5 Things That Seem Totally Selfish but Aren’t, According to Science
You love to self-care as much as the next person, but every now and again you’re wracked with an internal guilt trip: Am I being selfish? Good news. You’re definitely not—and we’ve got the scientific evidence to back it up.
When You Say No To—or, Worse, Cancel—Plans
In a perfect world, you have a secret superpower: The ability to squeeze everyone—and everything—into the limited hours in your day. Alas, that’s not the case, but simultaneously we beat ourselves up when we have to utter the word no. Not so fast, according to recent research published by Oxford University Press. The study argues that saying no to everything from daily distractions to after-work plans can help you achieve goals faster and grant yourself the space and recovery time you need, as long as you use an effective refusal strategy. Their recommendation? Say ‘I don’t’ versus ‘I can’t.’ (For example, ‘I don’t do sweets during the day’ puts you in control of the ‘no’ you’re putting out into the universe whereas ‘I can’t do sweets during the day’ sounds like you’re forcing yourself to do something you’re wishy washy on.)

(Extracted material):
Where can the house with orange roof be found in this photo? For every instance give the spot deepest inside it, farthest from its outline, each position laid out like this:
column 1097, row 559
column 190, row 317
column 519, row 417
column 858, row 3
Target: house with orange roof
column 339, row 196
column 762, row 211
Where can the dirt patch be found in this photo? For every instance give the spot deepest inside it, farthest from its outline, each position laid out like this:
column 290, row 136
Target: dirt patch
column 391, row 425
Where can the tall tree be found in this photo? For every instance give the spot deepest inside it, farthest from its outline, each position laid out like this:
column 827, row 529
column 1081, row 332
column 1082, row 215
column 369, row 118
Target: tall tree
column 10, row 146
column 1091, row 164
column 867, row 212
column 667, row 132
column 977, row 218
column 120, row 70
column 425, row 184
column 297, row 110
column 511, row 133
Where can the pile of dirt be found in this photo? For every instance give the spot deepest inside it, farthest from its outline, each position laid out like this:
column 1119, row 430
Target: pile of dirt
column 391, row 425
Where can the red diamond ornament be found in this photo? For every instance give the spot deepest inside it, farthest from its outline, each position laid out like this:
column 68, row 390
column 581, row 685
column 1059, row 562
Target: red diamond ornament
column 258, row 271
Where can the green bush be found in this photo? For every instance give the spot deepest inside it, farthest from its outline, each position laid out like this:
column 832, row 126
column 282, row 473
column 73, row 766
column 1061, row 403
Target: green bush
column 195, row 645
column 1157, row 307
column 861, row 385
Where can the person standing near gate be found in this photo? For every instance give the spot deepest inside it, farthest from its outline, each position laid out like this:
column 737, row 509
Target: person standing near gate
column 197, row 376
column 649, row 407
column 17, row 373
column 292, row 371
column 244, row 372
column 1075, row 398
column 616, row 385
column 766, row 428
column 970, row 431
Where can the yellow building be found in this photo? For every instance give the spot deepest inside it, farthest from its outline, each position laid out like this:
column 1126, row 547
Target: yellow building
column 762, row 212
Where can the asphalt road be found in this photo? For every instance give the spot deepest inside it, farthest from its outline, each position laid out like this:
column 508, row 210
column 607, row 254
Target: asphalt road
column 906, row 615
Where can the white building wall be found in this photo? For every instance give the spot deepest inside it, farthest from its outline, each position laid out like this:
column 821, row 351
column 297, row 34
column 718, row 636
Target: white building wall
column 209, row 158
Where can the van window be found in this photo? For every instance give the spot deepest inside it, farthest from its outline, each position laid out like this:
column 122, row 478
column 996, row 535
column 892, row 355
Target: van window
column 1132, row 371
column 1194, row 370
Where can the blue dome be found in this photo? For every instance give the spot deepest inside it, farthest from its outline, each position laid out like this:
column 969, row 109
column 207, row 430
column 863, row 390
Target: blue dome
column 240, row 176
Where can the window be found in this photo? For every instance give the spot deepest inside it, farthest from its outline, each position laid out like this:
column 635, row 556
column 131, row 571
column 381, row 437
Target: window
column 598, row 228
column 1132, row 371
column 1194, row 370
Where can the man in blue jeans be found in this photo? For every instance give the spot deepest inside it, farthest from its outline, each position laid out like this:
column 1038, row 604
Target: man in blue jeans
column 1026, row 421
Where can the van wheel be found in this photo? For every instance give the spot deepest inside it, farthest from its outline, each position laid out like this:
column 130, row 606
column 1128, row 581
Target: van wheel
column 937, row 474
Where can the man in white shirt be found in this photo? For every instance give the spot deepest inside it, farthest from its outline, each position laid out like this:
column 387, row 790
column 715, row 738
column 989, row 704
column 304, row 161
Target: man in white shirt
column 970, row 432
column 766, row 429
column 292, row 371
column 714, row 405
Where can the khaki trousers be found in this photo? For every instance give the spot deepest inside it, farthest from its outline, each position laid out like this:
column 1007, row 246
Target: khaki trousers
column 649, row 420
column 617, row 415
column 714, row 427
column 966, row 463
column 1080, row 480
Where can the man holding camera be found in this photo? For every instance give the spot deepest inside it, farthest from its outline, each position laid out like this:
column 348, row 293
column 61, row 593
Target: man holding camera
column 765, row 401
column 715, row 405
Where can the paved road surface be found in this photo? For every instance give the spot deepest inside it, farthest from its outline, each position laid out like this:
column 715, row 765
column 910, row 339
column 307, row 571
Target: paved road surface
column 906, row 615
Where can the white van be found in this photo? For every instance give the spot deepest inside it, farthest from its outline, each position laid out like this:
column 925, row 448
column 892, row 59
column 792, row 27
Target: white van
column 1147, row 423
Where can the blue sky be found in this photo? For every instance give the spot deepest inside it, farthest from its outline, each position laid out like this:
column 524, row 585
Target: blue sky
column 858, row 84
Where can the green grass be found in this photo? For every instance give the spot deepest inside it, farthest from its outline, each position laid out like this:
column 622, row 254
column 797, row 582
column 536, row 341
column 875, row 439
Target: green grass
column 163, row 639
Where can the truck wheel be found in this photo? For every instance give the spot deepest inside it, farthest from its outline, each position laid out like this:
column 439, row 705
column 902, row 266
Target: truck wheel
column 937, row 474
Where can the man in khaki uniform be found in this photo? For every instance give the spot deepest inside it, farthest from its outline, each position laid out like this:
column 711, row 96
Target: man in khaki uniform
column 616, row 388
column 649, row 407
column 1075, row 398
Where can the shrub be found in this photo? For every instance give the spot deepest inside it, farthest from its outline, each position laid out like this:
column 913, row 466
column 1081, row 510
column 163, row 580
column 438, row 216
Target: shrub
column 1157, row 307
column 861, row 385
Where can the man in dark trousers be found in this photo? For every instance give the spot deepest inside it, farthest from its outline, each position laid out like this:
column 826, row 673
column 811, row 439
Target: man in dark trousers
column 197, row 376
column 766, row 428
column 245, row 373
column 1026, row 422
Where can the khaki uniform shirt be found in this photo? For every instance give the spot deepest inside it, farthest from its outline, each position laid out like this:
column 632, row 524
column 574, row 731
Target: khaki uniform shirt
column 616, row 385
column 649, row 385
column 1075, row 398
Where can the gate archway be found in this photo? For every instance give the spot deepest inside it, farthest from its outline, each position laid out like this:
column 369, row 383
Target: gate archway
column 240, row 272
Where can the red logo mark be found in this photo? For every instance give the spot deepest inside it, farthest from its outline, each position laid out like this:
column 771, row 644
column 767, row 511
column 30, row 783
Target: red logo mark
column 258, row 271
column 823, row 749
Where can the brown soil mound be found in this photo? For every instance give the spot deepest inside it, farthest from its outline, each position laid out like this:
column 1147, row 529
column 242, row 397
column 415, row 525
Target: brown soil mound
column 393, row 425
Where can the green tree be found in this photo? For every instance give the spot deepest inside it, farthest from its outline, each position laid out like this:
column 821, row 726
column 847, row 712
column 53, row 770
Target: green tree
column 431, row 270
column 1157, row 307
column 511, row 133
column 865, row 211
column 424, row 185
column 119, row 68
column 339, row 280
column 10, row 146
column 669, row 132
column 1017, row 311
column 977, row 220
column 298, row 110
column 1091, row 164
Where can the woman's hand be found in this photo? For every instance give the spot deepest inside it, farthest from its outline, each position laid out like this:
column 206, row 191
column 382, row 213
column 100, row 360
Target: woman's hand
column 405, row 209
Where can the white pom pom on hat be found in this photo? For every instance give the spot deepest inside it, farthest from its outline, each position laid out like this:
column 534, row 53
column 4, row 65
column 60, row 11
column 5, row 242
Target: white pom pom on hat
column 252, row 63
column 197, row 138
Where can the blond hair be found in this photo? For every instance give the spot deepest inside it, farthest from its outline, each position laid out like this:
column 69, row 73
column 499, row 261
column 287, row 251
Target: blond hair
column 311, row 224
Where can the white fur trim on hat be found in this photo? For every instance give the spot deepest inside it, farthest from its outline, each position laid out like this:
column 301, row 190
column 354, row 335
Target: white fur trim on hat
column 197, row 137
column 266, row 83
---
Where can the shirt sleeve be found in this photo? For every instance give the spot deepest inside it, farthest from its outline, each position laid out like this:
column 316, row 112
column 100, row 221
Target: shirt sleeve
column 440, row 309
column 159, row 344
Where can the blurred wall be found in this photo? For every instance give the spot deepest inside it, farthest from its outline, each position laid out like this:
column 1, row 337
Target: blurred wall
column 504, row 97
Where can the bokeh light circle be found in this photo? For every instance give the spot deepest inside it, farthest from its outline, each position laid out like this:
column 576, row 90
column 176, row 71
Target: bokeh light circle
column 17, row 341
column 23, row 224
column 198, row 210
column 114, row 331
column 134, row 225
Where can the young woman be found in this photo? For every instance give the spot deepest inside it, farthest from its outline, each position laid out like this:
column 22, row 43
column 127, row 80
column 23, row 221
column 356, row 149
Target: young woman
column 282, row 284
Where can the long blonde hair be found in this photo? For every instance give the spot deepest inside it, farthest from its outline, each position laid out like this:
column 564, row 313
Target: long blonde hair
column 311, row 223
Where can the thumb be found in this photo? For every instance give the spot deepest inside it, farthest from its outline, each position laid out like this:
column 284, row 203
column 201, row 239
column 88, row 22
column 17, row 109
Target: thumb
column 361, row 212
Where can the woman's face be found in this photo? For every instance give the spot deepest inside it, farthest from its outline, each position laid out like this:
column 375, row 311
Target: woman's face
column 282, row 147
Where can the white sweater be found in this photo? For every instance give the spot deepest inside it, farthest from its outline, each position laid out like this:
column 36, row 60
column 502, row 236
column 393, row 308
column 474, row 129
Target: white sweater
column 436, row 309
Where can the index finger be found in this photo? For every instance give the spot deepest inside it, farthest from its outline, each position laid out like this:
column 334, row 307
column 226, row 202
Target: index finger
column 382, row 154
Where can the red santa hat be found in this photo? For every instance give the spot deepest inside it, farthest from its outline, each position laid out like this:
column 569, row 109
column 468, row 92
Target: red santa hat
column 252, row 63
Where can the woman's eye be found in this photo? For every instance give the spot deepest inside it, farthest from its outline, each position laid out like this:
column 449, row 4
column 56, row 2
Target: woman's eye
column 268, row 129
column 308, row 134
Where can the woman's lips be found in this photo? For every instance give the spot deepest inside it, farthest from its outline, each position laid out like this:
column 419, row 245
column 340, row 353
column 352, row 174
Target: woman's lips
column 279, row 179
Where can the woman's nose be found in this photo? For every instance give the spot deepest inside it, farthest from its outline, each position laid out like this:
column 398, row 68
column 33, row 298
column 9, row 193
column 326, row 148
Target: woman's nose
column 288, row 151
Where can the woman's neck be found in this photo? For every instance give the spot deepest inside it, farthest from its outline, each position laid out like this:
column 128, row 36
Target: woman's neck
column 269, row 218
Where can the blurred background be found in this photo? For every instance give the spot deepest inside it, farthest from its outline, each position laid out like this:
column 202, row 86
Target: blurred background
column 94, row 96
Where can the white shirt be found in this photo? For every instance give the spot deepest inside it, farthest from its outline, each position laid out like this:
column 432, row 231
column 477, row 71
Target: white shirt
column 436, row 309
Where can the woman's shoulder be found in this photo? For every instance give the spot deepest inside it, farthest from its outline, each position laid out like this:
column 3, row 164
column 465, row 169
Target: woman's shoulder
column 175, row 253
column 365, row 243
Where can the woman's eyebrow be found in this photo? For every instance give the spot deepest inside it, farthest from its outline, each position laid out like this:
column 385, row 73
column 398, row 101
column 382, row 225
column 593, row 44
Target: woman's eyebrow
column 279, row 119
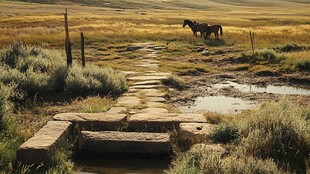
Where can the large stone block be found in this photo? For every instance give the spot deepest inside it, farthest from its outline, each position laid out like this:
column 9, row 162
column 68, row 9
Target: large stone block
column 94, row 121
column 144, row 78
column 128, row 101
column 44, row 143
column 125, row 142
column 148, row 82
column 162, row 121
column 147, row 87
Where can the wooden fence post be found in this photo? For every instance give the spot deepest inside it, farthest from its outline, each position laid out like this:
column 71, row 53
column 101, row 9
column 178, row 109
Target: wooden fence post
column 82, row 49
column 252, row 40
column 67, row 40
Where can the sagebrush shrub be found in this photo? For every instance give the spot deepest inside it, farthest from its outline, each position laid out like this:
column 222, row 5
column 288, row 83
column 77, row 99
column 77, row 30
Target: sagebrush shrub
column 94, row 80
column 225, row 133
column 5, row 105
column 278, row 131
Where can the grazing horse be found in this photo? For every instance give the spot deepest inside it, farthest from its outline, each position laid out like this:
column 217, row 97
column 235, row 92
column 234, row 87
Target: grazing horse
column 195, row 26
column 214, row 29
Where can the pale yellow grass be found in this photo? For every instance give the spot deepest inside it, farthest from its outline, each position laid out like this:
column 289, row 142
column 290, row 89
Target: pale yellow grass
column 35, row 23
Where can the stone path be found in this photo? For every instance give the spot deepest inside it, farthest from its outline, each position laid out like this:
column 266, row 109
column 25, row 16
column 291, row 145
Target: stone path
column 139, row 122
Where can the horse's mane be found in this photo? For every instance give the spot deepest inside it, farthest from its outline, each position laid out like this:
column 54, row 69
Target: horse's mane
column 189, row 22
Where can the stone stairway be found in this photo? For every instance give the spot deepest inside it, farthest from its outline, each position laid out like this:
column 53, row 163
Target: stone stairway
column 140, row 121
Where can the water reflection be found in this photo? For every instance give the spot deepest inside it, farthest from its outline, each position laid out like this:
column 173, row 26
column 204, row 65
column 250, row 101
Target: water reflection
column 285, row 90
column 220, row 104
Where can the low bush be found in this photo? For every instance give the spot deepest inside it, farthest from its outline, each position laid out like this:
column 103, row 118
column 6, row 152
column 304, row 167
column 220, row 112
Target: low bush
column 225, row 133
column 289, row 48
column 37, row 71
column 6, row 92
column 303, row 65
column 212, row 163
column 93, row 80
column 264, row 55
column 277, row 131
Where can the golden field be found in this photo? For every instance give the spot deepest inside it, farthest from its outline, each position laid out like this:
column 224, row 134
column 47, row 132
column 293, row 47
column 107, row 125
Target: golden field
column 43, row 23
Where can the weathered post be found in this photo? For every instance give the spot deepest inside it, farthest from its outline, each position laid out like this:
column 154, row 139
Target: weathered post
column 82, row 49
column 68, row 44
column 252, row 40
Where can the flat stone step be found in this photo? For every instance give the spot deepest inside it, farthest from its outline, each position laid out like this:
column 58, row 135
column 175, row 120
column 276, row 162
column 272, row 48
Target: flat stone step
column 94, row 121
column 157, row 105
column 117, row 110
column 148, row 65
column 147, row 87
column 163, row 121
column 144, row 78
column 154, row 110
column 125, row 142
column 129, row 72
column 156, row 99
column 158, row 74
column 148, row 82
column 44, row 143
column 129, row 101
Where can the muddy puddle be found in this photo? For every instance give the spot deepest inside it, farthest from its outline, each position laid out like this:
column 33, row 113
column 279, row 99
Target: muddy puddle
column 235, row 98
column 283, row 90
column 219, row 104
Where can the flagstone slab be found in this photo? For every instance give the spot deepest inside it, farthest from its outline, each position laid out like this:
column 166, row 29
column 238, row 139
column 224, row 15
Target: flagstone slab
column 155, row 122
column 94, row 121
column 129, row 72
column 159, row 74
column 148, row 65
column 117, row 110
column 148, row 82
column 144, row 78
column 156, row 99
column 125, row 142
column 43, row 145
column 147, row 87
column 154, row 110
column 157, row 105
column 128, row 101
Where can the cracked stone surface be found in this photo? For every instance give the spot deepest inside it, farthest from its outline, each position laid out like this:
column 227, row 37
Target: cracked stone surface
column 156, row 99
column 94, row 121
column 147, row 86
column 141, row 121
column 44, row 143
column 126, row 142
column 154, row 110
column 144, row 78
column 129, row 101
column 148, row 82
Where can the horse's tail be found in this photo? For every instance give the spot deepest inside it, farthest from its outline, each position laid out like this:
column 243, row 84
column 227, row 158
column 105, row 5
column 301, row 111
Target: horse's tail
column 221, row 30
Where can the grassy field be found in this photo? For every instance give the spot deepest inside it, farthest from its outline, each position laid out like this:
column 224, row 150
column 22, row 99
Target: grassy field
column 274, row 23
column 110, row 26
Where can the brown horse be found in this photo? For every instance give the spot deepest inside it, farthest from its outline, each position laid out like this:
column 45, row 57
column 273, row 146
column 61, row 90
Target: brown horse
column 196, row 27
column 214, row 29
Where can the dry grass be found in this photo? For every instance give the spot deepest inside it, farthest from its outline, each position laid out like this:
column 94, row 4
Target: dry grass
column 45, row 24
--
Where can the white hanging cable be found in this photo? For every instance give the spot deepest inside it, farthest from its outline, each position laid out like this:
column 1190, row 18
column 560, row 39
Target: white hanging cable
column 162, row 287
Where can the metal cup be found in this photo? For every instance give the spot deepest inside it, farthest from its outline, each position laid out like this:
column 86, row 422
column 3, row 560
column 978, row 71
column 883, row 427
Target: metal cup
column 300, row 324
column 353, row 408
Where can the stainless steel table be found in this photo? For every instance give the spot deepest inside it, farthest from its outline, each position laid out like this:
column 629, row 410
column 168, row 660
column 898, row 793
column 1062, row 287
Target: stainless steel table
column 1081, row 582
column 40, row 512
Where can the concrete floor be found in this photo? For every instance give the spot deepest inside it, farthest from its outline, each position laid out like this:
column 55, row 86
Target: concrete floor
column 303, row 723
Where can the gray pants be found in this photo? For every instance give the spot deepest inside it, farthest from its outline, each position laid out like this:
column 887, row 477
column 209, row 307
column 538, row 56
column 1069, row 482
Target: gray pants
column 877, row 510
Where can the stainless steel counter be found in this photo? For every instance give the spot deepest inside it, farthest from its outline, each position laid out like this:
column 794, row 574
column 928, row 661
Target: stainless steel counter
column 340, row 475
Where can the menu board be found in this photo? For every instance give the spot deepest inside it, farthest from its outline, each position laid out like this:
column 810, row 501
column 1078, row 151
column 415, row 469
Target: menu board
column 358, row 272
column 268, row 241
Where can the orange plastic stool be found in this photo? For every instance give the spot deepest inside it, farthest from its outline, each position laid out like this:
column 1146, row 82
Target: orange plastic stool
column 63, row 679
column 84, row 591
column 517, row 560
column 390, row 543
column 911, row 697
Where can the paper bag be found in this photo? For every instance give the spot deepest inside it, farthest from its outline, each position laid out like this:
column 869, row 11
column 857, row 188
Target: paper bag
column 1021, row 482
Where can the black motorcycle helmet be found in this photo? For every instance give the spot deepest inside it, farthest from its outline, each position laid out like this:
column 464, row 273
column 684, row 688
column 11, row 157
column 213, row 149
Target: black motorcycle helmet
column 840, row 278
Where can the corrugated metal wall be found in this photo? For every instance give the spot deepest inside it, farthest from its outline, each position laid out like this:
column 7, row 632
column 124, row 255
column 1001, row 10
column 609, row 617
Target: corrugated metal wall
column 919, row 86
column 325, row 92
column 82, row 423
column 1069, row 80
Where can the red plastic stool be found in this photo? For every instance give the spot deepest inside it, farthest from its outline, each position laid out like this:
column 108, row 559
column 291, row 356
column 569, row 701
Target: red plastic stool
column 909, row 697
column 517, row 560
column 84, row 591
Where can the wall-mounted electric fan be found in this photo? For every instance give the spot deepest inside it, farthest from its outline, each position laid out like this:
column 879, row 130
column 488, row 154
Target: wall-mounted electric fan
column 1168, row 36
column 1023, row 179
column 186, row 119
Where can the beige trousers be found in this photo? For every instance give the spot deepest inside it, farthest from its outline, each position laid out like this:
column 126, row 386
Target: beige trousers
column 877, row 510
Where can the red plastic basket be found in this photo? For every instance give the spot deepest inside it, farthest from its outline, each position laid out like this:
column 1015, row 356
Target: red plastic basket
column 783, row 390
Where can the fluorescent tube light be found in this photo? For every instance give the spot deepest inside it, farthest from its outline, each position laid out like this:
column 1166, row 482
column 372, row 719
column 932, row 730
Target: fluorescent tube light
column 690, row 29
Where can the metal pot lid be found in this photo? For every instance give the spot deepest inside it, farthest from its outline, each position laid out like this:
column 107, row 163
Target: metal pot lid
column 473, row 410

(Exercise requirements):
1 > Please list every word or phrase enclosed in single quotation marks in the article above about things that seem selfish but aren't, in the order they appear.
2 > Carry the article above about things that seem selfish but aren't forward from its last sentence.

(Results for each task):
1 >
'I don't'
'I can't'
'I don't do sweets during the day'
'no'
'I can't do sweets during the day'

2 >
When You Hit ‘Send to Voicemail’ On a Call
It’s not that you don’t love your sister (and your frequent catch-ups) the most, but just because you can be reached at all times doesn’t mean you should always answer your phone. A 2013 study from Kent University in Ohio found that those who are attached to their phone are likely to be less happy compared to those who can resist a ring or a text message alert. Permission to prioritize the present, granted.
When You Skip the Apology
Fun fact, courtesy of a study conducted by the University of Waterloo in Canada: Women apologize a heck of a lot more than men, often because they have a lower threshold than men for what they consider offensive. Other researchers explain that apologies can be “a de-facto way of communicating, a way of filling the silence and keeping the peace when interacting with others.” If that’s the case, unless you really do something wrong, shh. (It’s about mindfulness, not selfishness.)
When You Don’t Reply Immediately to Every Email
Zero inbox, schmero inbox. Even though those unanswered messages in your Gmail gnaw away at your soul sometimes, it’s A-OK to let them sit, according to researchers at the University of British Columbia. A recent study found that intentionally ignoring your email whenever possible has huge psychological benefits including lowering tension and overall day-to-day stress.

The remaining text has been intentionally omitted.